▶ **EXCERPTED DATA**
::::::::

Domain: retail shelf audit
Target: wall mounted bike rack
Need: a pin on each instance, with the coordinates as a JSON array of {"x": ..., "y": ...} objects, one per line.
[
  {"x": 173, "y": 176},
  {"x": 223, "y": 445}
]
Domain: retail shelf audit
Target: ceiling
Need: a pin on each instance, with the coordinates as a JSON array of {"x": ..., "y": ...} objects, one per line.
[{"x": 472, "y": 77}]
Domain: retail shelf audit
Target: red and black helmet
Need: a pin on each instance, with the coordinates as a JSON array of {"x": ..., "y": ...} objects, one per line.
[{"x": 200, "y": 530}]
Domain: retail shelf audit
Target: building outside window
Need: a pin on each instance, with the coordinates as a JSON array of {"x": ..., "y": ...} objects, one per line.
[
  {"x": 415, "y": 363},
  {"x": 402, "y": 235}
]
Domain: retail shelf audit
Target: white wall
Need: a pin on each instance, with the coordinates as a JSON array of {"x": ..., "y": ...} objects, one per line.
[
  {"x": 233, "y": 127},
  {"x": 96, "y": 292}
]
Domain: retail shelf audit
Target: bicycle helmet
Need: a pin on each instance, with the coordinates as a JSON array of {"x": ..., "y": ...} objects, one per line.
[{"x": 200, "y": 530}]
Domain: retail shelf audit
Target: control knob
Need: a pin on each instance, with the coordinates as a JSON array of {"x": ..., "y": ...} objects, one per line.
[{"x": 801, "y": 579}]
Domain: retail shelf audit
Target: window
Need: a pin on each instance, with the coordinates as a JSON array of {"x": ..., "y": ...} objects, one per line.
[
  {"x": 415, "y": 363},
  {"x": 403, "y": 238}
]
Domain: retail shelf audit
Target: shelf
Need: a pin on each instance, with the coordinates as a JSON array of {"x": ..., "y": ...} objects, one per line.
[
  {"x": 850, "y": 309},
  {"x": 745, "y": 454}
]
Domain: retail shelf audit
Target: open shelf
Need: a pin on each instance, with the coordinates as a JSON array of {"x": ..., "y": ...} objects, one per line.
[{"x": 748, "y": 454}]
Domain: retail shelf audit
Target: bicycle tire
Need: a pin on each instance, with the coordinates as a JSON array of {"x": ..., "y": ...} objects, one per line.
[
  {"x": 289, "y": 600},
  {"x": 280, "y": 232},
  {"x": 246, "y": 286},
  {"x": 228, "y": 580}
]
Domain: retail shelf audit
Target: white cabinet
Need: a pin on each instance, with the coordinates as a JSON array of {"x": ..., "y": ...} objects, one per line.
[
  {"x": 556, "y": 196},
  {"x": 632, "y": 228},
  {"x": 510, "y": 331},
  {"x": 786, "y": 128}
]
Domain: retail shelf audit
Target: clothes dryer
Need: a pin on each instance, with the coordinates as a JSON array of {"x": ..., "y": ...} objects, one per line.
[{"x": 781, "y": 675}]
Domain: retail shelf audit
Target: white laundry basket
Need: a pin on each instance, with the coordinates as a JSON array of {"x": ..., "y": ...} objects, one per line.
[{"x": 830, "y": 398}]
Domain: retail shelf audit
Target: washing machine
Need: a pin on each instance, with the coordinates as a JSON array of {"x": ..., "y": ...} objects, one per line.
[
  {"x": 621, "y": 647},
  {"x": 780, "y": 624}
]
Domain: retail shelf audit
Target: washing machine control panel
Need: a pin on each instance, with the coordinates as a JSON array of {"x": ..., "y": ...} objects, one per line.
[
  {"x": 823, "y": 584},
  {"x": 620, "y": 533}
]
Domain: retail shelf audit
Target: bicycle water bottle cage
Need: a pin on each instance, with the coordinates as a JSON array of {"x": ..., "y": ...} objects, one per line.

::::::::

▶ **PROBLEM DETAILS**
Pull out every line in the items above that contains the word "helmet", matching case exactly.

▶ **RESPONSE**
Target: red and black helmet
Target: bicycle helmet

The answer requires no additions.